• Exercise
Where the line with "Query: patch of dry grass" appears below, start writing out lines exactly, and finish with the line with "Query: water reflection", which is included; write out nothing else.
- - - -
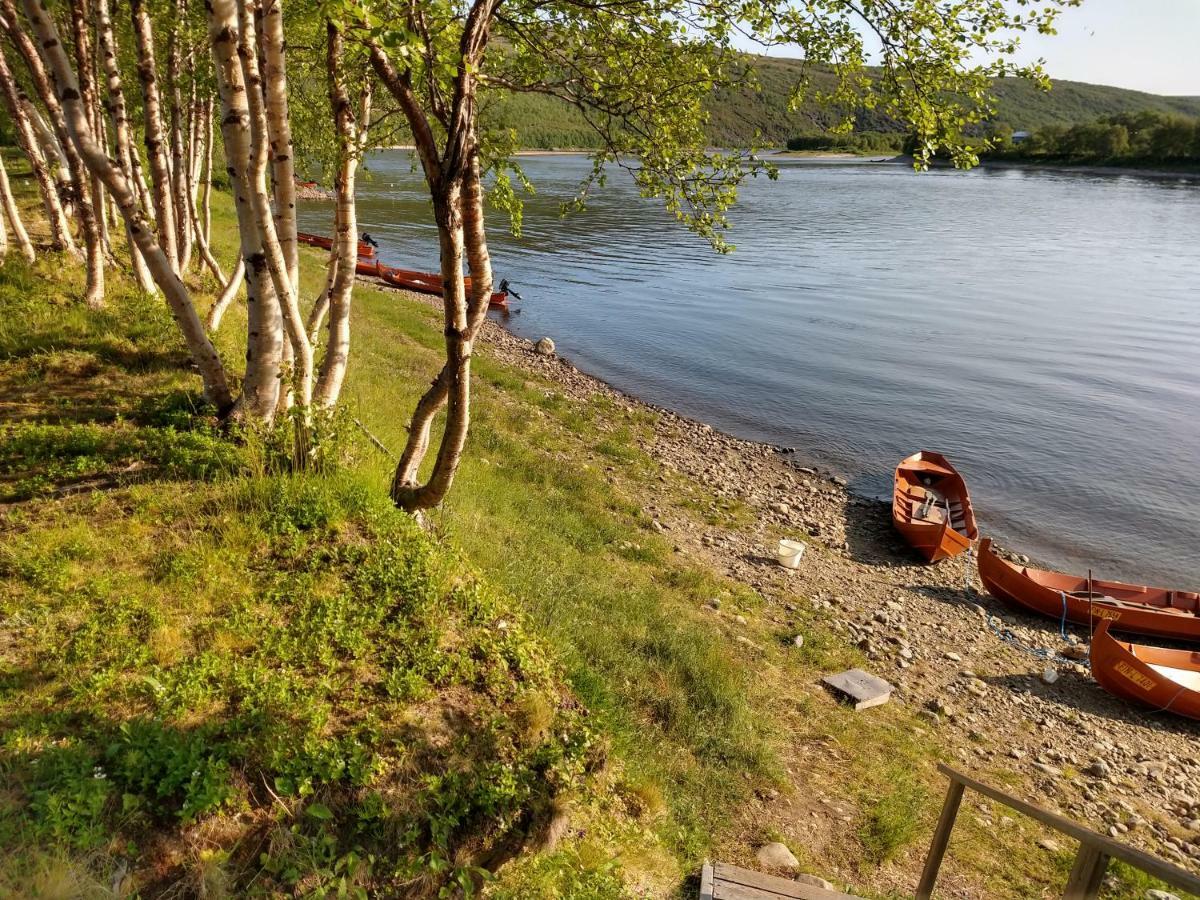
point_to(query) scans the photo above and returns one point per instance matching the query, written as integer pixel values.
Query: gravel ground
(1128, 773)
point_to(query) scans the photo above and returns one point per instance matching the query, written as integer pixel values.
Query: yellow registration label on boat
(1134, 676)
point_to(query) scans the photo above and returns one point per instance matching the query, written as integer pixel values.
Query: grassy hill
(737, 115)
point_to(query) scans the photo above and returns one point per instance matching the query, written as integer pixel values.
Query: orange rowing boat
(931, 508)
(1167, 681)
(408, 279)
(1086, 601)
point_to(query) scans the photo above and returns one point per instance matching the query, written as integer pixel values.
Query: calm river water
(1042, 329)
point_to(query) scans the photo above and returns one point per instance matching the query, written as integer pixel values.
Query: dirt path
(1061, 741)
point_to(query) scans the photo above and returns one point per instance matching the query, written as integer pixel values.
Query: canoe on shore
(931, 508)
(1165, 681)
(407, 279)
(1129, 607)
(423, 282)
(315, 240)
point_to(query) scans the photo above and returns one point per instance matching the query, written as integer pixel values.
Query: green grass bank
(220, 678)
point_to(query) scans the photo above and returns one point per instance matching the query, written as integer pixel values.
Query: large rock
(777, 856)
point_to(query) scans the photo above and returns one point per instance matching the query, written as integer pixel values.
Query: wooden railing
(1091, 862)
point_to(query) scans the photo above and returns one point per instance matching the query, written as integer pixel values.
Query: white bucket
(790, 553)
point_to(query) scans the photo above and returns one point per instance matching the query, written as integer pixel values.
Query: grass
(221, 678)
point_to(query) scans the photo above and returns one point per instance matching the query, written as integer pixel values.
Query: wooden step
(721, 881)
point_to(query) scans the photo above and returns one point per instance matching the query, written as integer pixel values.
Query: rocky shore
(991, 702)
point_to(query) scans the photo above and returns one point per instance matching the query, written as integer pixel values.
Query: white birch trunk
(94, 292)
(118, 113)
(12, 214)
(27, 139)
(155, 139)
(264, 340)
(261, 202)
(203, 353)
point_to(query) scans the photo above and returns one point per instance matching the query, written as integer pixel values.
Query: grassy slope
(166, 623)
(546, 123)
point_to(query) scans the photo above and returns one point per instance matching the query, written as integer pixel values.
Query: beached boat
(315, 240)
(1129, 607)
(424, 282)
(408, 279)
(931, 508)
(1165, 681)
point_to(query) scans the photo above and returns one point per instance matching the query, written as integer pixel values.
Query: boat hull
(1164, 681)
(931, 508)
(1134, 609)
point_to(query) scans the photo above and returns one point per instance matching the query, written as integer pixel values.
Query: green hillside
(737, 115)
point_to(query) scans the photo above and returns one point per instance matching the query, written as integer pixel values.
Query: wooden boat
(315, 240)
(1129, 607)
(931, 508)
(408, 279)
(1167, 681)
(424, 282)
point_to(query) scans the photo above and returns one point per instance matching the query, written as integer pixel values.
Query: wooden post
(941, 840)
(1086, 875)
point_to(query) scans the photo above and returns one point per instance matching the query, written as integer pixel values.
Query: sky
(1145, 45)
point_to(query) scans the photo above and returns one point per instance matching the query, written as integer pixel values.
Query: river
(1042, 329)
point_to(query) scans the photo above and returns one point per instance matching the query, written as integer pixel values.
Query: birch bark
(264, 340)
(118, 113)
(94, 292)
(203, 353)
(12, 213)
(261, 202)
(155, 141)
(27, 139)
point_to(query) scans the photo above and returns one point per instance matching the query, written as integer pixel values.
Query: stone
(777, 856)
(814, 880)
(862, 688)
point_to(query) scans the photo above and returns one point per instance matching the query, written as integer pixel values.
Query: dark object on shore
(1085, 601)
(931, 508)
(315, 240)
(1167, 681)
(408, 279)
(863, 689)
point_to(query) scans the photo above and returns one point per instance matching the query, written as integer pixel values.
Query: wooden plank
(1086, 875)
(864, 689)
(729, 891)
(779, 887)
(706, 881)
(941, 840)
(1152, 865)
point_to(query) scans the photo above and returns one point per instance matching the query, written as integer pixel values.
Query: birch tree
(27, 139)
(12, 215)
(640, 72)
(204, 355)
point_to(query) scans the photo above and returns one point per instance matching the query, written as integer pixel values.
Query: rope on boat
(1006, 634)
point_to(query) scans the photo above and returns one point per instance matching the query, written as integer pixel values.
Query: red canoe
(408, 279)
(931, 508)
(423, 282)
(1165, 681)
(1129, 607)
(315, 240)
- - - -
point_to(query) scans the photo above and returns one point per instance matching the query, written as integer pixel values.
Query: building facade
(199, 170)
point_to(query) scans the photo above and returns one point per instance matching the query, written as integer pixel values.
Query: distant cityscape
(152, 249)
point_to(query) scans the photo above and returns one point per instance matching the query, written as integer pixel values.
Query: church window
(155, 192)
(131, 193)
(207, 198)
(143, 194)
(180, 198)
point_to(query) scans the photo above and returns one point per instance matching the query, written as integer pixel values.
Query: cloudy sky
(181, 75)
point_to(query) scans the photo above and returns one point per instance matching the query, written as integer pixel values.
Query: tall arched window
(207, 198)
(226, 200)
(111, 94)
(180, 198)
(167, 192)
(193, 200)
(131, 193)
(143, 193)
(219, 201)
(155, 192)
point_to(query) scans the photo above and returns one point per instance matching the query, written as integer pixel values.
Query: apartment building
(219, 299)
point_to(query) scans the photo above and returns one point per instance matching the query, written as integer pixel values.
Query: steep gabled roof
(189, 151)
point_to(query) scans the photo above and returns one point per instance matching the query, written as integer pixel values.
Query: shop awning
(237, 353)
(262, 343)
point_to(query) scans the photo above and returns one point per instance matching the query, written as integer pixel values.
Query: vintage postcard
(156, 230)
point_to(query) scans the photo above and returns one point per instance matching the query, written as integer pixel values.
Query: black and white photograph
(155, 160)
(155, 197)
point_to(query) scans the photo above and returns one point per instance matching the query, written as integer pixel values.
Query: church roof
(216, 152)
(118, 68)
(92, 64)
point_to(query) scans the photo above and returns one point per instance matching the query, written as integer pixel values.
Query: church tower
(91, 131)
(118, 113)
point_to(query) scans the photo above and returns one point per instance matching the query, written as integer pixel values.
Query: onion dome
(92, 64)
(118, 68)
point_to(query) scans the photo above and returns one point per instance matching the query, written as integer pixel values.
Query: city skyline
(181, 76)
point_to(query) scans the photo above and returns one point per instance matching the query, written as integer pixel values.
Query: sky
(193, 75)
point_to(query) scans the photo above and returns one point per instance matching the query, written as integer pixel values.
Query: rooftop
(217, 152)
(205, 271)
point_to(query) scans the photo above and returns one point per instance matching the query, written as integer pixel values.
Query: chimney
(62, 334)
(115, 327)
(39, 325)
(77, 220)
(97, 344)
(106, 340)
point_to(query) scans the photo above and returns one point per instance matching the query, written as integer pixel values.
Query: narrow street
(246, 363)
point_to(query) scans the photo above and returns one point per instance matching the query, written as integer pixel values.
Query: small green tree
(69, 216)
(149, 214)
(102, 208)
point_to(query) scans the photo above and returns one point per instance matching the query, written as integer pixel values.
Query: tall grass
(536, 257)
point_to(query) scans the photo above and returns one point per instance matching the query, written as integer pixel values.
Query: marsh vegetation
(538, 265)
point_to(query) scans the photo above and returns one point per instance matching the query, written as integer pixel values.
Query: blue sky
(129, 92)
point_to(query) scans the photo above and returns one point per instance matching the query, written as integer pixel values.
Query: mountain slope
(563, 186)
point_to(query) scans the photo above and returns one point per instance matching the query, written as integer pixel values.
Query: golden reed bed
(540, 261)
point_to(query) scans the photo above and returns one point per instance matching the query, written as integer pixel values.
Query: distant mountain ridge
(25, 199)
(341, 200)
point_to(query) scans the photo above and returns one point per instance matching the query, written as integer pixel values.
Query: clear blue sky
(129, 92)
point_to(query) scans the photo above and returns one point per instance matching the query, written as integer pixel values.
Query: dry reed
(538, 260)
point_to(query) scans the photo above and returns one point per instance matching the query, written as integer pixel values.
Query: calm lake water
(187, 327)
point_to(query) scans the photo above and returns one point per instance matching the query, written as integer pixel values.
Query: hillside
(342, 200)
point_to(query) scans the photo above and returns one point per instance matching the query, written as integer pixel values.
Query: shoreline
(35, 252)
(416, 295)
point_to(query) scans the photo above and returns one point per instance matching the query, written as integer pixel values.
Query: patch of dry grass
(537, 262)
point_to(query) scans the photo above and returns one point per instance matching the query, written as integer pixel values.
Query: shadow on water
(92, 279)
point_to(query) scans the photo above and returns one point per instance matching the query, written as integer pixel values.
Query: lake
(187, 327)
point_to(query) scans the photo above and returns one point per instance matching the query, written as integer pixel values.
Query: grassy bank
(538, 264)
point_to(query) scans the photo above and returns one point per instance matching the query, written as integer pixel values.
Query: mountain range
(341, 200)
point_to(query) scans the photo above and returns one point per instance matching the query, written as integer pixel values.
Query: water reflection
- - - -
• Exercise response
Query: patch of dry grass
(537, 262)
point_to(query) scans the photo above and returns one point per instance matching the query, written as integer pixel values.
Query: shadow on water
(92, 279)
point_to(query) scans the photo above and returns one point per instance matching the query, written as integer pixel values.
Query: lake
(187, 327)
point_to(query) scans the photo above and returns one point per instance matching the query, written as integer pixel values.
Query: grassy bank
(538, 264)
point_to(query) scans the photo above and returns one point per instance matching the query, written as integer pixel values.
Query: mountain range
(341, 200)
point_to(query) scans the photo above and returns one point per instance matching the query, written as integer pixel values.
Query: water reflection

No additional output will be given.